- EXERCISE TASKS
A: Using the article on The Writing Camp, answer these:
(i) In what month and year was the collective formed?
(ii) Which British songwriter was originally added as a fourth member?
(iii) Which network aired the 2011 series Platinum Hit?
B: Output, word for word, the passage of the article on The Writing Camp between "The 2011 Bravo" and "also a producer.", inclusive.

- DOCUMENT SECTION

'''

- Origin: United States
- Genres: Pop, R&B, dance-pop, pop rock
- Years active: 2007–present
- Members: Evan "Kidd" Bogart Erika Nuri-Taylor David "DQ" Quiñones
- Past members: Victoria Horn Eric Bellinger Sonyae Elise Greg Ogan Shari Short
- Website: http://www.thewritingcamp.net

= The Writing Camp =

American songwriter collective

The Writing Camp is an American songwriting collective, founded by Evan "Kidd" Bogart and David "DQ" Quiñones. Since its formation in 2007, the team has been responsible for a series of successful releases in pop, R&B and dance music, including 2008's "Right Here (Departed)" by Brandy and Beyoncé's "Halo."

== History ==
Eventually a trio, the collective was formed in October 2007 following a writing camp throw by Bogart & Quiñones in J.R. Rotem's studio at Chalice, adding Erika Nuri to the collective shortly thereafter. A fourth member originally added, Victoria Horn, a British songwriter, left the formation soon-after joining amicably due to creative and business differences about the overall goals of The Camp. The remaining original trio has since formed The Writing Camp LLC, housing a music publishing company, music production house and music supervision company for television, film & commercials. TWC Music Publishing has signed three songwriters Greg Ogan, Shari Short & Eric Bellinger, through their joint-venture with Sony ATV Music Publishing.

The 2011 Bravo series Platinum Hit was an elimination competition series featuring undiscovered singer-songwriters where talented newcomers battle through a series of innovative songwriting challenges to find out who's ready for the top of the pop charts. In each episode, the winning song will be revealed in a performance by a special guest star, some of the hottest singers today. True Entertainment (“The Real Housewives of Atlanta”) developed the reality series for Bravo with Steven Weinstock, Glenda Hersh, Tim Bogart, Evan Bogart, David Quinones and Erika Nuri serving as executive producers. The Writing Camp is also a producer.

'''

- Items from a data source
'''

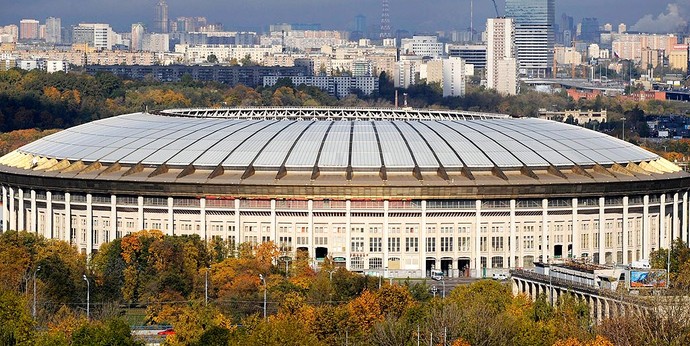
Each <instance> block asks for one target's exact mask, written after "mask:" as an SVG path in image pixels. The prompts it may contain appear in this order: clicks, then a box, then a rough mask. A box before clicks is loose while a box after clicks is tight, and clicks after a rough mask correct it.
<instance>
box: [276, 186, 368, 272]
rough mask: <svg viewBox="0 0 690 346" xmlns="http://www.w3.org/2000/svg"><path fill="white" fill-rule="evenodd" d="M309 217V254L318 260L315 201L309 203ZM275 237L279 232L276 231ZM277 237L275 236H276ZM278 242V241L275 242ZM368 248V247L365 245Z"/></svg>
mask: <svg viewBox="0 0 690 346" xmlns="http://www.w3.org/2000/svg"><path fill="white" fill-rule="evenodd" d="M307 209H308V214H307V215H308V217H309V253H310V257H311V258H313V259H314V260H316V245H315V243H314V201H313V200H311V199H310V200H309V201H307ZM274 234H275V235H277V234H278V231H275V233H274ZM274 237H275V236H274ZM275 241H277V240H275ZM365 246H366V245H365Z"/></svg>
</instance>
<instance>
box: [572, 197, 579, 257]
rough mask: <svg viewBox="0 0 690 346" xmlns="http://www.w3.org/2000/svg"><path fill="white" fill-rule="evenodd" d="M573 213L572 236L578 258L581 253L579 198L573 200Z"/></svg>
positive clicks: (574, 254)
mask: <svg viewBox="0 0 690 346" xmlns="http://www.w3.org/2000/svg"><path fill="white" fill-rule="evenodd" d="M572 208H573V215H572V218H573V219H572V223H573V229H572V232H571V234H572V237H573V256H572V257H573V258H577V257H578V256H579V255H580V222H579V217H578V215H577V208H578V201H577V198H573V201H572Z"/></svg>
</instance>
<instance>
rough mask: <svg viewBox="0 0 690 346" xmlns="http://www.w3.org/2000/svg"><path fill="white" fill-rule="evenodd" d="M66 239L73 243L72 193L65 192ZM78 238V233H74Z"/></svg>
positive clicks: (65, 232)
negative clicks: (72, 223) (71, 194)
mask: <svg viewBox="0 0 690 346" xmlns="http://www.w3.org/2000/svg"><path fill="white" fill-rule="evenodd" d="M75 232H76V231H75ZM64 236H65V239H64V240H65V241H66V242H68V243H70V244H72V195H71V194H70V193H69V192H65V234H64ZM74 236H75V238H76V236H77V235H76V234H75V235H74Z"/></svg>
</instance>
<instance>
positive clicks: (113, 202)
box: [107, 195, 117, 242]
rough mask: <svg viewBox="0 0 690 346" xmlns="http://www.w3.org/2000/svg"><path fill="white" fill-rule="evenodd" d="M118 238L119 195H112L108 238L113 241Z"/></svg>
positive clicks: (110, 210)
mask: <svg viewBox="0 0 690 346" xmlns="http://www.w3.org/2000/svg"><path fill="white" fill-rule="evenodd" d="M116 238H117V196H116V195H110V235H109V237H108V239H107V241H108V242H111V241H113V240H115V239H116Z"/></svg>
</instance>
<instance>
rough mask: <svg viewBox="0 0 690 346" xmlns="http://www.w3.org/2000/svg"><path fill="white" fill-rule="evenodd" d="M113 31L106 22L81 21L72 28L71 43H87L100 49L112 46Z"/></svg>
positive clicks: (113, 40)
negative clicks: (95, 22)
mask: <svg viewBox="0 0 690 346" xmlns="http://www.w3.org/2000/svg"><path fill="white" fill-rule="evenodd" d="M114 36H115V32H113V29H112V28H111V27H110V25H108V24H100V23H81V24H79V25H77V26H75V27H74V28H73V29H72V43H75V44H88V45H89V46H90V47H94V48H96V49H101V50H111V49H112V48H113V43H114Z"/></svg>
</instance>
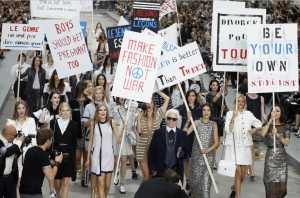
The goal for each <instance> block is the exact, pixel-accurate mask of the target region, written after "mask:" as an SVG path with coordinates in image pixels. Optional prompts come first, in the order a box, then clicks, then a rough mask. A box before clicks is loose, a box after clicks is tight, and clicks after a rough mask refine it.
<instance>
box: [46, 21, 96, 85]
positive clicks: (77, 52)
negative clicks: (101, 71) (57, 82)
mask: <svg viewBox="0 0 300 198" xmlns="http://www.w3.org/2000/svg"><path fill="white" fill-rule="evenodd" d="M47 26H48V28H47V32H46V36H47V40H48V43H49V47H50V50H51V53H52V56H53V60H54V62H55V65H56V70H57V74H58V77H59V78H60V79H61V78H66V77H69V76H72V75H75V74H79V73H84V72H86V71H90V70H92V69H93V66H92V63H91V59H90V56H89V53H88V49H87V46H86V43H85V40H84V37H83V33H82V30H81V28H80V24H79V22H74V21H73V20H58V21H57V20H49V21H47Z"/></svg>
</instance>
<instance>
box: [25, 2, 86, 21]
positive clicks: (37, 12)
mask: <svg viewBox="0 0 300 198" xmlns="http://www.w3.org/2000/svg"><path fill="white" fill-rule="evenodd" d="M80 8H81V6H80V1H71V0H41V1H37V0H30V9H31V16H32V17H41V18H56V19H71V18H76V19H79V17H80V12H79V11H80Z"/></svg>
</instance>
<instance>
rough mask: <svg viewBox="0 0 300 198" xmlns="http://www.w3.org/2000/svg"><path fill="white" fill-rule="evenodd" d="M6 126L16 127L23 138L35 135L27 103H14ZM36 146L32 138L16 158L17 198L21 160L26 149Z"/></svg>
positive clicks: (17, 194)
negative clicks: (32, 146) (11, 126)
mask: <svg viewBox="0 0 300 198" xmlns="http://www.w3.org/2000/svg"><path fill="white" fill-rule="evenodd" d="M6 125H12V126H14V127H16V129H17V131H18V132H19V131H22V133H24V135H25V136H28V135H29V134H30V135H36V125H35V121H34V119H33V118H31V117H29V113H28V107H27V103H26V102H25V101H23V100H19V101H17V102H16V103H15V109H14V114H13V117H12V118H11V119H7V122H6ZM32 146H36V140H35V138H32V140H31V143H28V144H26V143H25V144H24V146H23V153H22V155H20V157H19V158H18V172H19V178H18V183H17V197H20V194H19V187H20V180H21V176H22V170H23V160H24V157H25V153H26V151H27V150H28V148H30V147H32Z"/></svg>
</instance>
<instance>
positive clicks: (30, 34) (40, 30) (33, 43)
mask: <svg viewBox="0 0 300 198" xmlns="http://www.w3.org/2000/svg"><path fill="white" fill-rule="evenodd" d="M43 45H44V32H43V30H42V28H41V27H40V26H39V25H32V24H12V23H3V24H2V37H1V49H18V50H21V49H22V50H40V51H42V50H43Z"/></svg>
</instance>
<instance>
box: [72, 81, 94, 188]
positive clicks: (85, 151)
mask: <svg viewBox="0 0 300 198" xmlns="http://www.w3.org/2000/svg"><path fill="white" fill-rule="evenodd" d="M86 89H87V83H86V82H84V81H79V82H78V84H77V86H76V89H75V95H74V98H73V99H72V100H70V101H69V105H70V107H71V109H72V120H73V121H75V122H76V123H77V127H78V129H77V132H78V133H77V144H76V166H77V168H76V169H77V171H81V173H82V175H81V186H85V184H84V173H85V162H86V155H87V152H86V151H85V128H84V127H83V124H82V122H81V119H82V117H83V112H84V108H85V107H86V105H88V104H89V103H91V101H92V100H91V99H89V98H88V97H87V95H86V93H85V90H86ZM81 158H82V159H83V162H82V164H83V165H81Z"/></svg>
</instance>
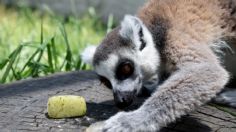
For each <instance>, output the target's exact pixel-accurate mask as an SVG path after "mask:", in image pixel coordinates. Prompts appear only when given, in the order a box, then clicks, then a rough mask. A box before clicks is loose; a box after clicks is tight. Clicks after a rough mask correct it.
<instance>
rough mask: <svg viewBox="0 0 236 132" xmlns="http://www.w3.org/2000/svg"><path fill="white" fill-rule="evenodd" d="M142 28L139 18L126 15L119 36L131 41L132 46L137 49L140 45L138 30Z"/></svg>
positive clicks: (141, 22) (143, 24) (121, 25)
mask: <svg viewBox="0 0 236 132" xmlns="http://www.w3.org/2000/svg"><path fill="white" fill-rule="evenodd" d="M143 27H144V24H143V23H142V21H141V20H140V19H139V18H137V17H135V16H131V15H126V16H125V18H124V20H123V21H122V23H121V30H120V35H121V36H122V37H123V38H126V39H129V40H131V41H132V42H133V44H135V47H136V48H139V47H140V45H141V42H140V39H139V30H140V28H143Z"/></svg>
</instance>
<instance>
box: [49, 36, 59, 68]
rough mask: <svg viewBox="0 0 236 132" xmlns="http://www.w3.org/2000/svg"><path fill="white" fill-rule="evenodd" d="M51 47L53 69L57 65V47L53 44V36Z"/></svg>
mask: <svg viewBox="0 0 236 132" xmlns="http://www.w3.org/2000/svg"><path fill="white" fill-rule="evenodd" d="M51 47H52V58H53V60H54V69H55V70H57V69H58V67H57V65H58V58H57V49H56V46H55V37H53V38H52V39H51Z"/></svg>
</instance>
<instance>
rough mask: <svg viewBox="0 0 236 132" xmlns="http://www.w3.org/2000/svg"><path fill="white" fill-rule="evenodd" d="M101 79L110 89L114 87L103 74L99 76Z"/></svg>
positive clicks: (105, 84)
mask: <svg viewBox="0 0 236 132" xmlns="http://www.w3.org/2000/svg"><path fill="white" fill-rule="evenodd" d="M99 79H100V81H101V83H102V84H104V85H105V86H106V87H108V88H109V89H112V85H111V82H110V81H109V80H108V79H107V78H105V77H103V76H99Z"/></svg>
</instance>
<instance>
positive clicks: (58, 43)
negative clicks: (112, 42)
mask: <svg viewBox="0 0 236 132" xmlns="http://www.w3.org/2000/svg"><path fill="white" fill-rule="evenodd" d="M112 26H113V18H112V16H110V17H109V20H108V24H107V25H104V24H103V23H102V22H101V20H100V19H99V17H98V16H97V15H96V14H95V11H94V9H93V8H90V9H89V10H88V13H87V14H85V15H84V16H83V17H80V18H77V17H75V16H70V17H68V18H67V19H65V18H63V17H59V16H57V15H54V14H53V13H52V12H51V11H48V13H46V14H45V13H44V14H42V13H41V12H39V11H32V10H31V9H29V8H25V7H20V8H18V9H17V10H16V9H6V8H5V7H3V6H0V79H1V80H0V81H1V83H9V82H12V81H15V80H21V79H25V78H31V77H39V76H45V75H48V74H52V73H55V72H62V71H73V70H81V69H82V70H84V69H89V68H90V67H89V66H87V65H85V64H83V62H81V59H80V52H81V51H82V50H83V49H84V48H85V47H86V45H88V44H98V43H99V42H100V41H101V39H102V38H103V37H104V35H105V34H106V32H107V31H110V30H111V28H112Z"/></svg>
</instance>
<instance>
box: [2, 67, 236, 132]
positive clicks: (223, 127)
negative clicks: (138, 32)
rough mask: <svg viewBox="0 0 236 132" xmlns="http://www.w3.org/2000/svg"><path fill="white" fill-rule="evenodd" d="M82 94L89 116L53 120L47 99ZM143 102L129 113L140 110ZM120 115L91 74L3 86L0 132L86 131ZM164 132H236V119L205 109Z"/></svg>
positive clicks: (186, 117) (226, 113) (90, 71)
mask: <svg viewBox="0 0 236 132" xmlns="http://www.w3.org/2000/svg"><path fill="white" fill-rule="evenodd" d="M65 94H72V95H80V96H83V97H85V99H86V101H87V107H88V111H87V114H86V116H84V117H77V118H68V119H49V118H48V117H47V110H46V106H47V100H48V98H49V97H50V96H54V95H65ZM141 102H142V99H139V100H138V101H136V103H134V104H133V105H132V106H130V107H129V108H127V110H130V109H135V108H137V107H138V106H139V105H140V104H141ZM117 112H118V109H117V108H116V107H115V106H114V103H113V96H112V93H111V90H110V89H108V88H106V87H105V86H104V85H103V84H101V83H100V81H99V80H98V78H97V76H96V74H94V73H93V72H91V71H83V72H70V73H60V74H56V75H53V76H50V77H44V78H39V79H32V80H26V81H20V82H16V83H14V84H7V85H0V131H3V132H8V131H17V132H19V131H59V130H61V131H69V132H73V131H75V132H78V131H83V130H84V129H85V128H86V127H87V126H89V125H90V124H91V123H94V122H96V121H98V120H104V119H107V118H109V117H110V116H112V115H114V114H115V113H117ZM162 131H163V132H213V131H214V132H236V118H235V117H234V116H232V115H230V114H228V113H225V112H223V111H220V110H218V109H216V108H215V107H212V106H208V105H205V106H202V107H200V108H199V109H197V110H196V111H194V112H192V113H190V114H189V115H186V116H184V117H182V118H181V119H178V120H177V121H176V122H175V123H172V124H170V125H168V126H167V127H166V128H163V129H162Z"/></svg>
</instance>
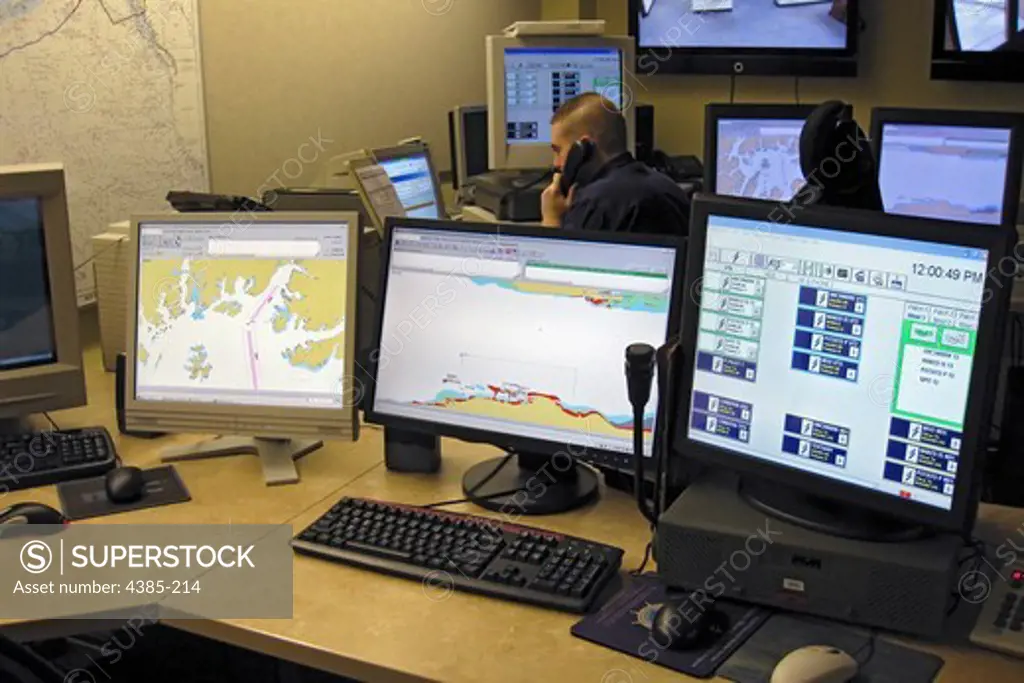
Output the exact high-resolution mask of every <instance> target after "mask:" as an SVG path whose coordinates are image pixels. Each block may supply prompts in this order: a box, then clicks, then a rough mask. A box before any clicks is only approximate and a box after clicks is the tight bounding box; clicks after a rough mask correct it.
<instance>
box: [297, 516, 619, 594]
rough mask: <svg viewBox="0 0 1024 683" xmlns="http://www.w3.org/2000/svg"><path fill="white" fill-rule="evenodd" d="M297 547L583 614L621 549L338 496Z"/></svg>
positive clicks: (618, 558) (486, 517)
mask: <svg viewBox="0 0 1024 683" xmlns="http://www.w3.org/2000/svg"><path fill="white" fill-rule="evenodd" d="M292 548H294V549H295V551H296V552H298V553H303V554H306V555H312V556H315V557H321V558H324V559H328V560H336V561H339V562H344V563H346V564H353V565H355V566H359V567H364V568H367V569H373V570H375V571H381V572H384V573H390V574H395V575H398V577H404V578H407V579H415V580H417V581H421V582H424V583H425V585H431V584H432V585H434V586H435V587H436V588H437V589H438V590H441V589H444V590H447V589H455V590H463V591H469V592H473V593H480V594H483V595H488V596H492V597H496V598H505V599H508V600H518V601H520V602H528V603H532V604H536V605H541V606H544V607H552V608H555V609H562V610H566V611H572V612H585V611H587V609H588V608H589V607H590V605H591V603H592V602H593V601H594V599H595V598H596V597H597V596H598V594H599V593H600V592H601V589H603V588H604V586H605V584H607V583H608V581H609V580H610V579H611V578H612V577H614V575H615V573H616V572H617V571H618V567H620V566H621V565H622V561H623V551H622V550H620V549H618V548H613V547H611V546H605V545H602V544H599V543H593V542H591V541H585V540H583V539H577V538H573V537H568V536H563V535H561V533H554V532H552V531H546V530H542V529H539V528H531V527H528V526H520V525H518V524H510V523H506V522H502V521H501V520H497V519H490V518H488V517H480V516H476V515H464V514H459V513H453V512H438V511H436V510H428V509H424V508H419V507H416V506H412V505H398V504H396V503H383V502H380V501H371V500H366V499H358V498H343V499H341V501H339V502H338V504H337V505H335V506H334V507H333V508H331V510H330V511H329V512H327V513H326V514H325V515H324V516H323V517H321V518H319V519H317V520H316V521H315V522H313V523H312V524H311V525H310V526H309V527H308V528H306V529H305V530H303V531H302V532H301V533H299V535H298V536H297V537H295V539H294V540H293V541H292Z"/></svg>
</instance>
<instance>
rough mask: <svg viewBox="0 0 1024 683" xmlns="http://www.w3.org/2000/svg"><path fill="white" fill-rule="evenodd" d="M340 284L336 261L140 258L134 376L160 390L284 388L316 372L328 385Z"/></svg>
mask: <svg viewBox="0 0 1024 683" xmlns="http://www.w3.org/2000/svg"><path fill="white" fill-rule="evenodd" d="M346 278H347V270H346V262H345V261H344V260H329V259H323V260H294V261H289V260H271V259H216V260H204V259H191V260H181V259H157V260H147V261H143V262H142V264H141V274H140V281H139V303H140V311H139V342H138V355H137V360H138V366H139V373H141V374H145V375H147V378H146V382H147V383H150V384H156V385H161V386H171V385H174V386H207V385H209V386H216V387H227V388H237V389H254V390H258V389H263V388H274V389H282V390H284V389H287V388H289V387H290V386H291V388H294V383H295V382H303V383H304V384H305V383H306V382H308V380H309V378H310V377H315V376H317V375H323V376H325V377H326V378H327V379H325V380H324V382H327V383H329V384H330V383H332V382H333V383H336V382H337V381H338V379H339V378H340V377H341V376H342V374H343V370H342V368H343V365H342V362H343V359H344V354H345V341H344V340H345V305H346V300H347V297H346V291H345V283H346ZM182 354H184V355H182ZM328 390H330V388H329V389H328Z"/></svg>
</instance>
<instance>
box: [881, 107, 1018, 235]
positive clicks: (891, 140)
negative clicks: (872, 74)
mask: <svg viewBox="0 0 1024 683" xmlns="http://www.w3.org/2000/svg"><path fill="white" fill-rule="evenodd" d="M1022 123H1024V117H1021V116H1020V115H1018V114H1000V113H995V112H961V111H938V110H897V109H877V110H874V111H873V112H872V115H871V127H872V131H871V139H872V140H873V141H874V145H876V147H877V151H876V154H877V156H878V158H879V185H880V187H881V189H882V200H883V204H884V206H885V210H886V211H887V212H888V213H897V214H902V215H906V216H920V217H922V218H942V219H946V220H956V221H963V222H967V223H980V224H984V225H999V224H1009V225H1012V224H1014V223H1015V222H1016V219H1017V213H1018V206H1019V199H1020V191H1021V164H1022V163H1024V161H1022V152H1021V143H1020V142H1021V140H1020V135H1021V124H1022Z"/></svg>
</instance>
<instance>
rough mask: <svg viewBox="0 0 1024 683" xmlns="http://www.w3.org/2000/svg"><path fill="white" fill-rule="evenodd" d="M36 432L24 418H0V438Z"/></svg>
mask: <svg viewBox="0 0 1024 683" xmlns="http://www.w3.org/2000/svg"><path fill="white" fill-rule="evenodd" d="M34 431H38V430H37V429H35V428H34V427H33V426H32V424H30V423H29V421H28V420H26V419H24V418H0V436H5V435H10V434H24V433H26V432H34Z"/></svg>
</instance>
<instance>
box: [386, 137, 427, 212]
mask: <svg viewBox="0 0 1024 683" xmlns="http://www.w3.org/2000/svg"><path fill="white" fill-rule="evenodd" d="M377 163H378V164H380V166H381V168H383V169H384V172H385V173H387V177H388V178H389V179H390V180H391V184H393V185H394V188H395V191H397V193H398V199H399V200H400V201H401V206H402V208H403V209H404V210H406V215H407V216H412V217H413V218H440V217H441V211H442V210H441V204H440V202H439V201H438V194H439V188H438V187H437V178H436V176H435V175H434V171H433V167H432V164H431V163H430V159H429V152H427V151H426V150H421V151H419V152H414V153H412V154H409V155H404V156H394V157H387V156H384V157H378V158H377Z"/></svg>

'''

- ANSWERS TO THE EXERCISE
A:
(i) October 2007
(ii) Victoria Horn
(iii) Bravo

B:
The 2011 Bravo series Platinum Hit was an elimination competition series featuring undiscovered singer-songwriters where talented newcomers battle through a series of innovative songwriting challenges to find out who's ready for the top of the pop charts. In each episode, the winning song will be revealed in a performance by a special guest star, some of the hottest singers today. True Entertainment (“The Real Housewives of Atlanta”) developed the reality series for Bravo with Steven Weinstock, Glenda Hersh, Tim Bogart, Evan Bogart, David Quinones and Erika Nuri serving as executive producers. The Writing Camp is also a producer.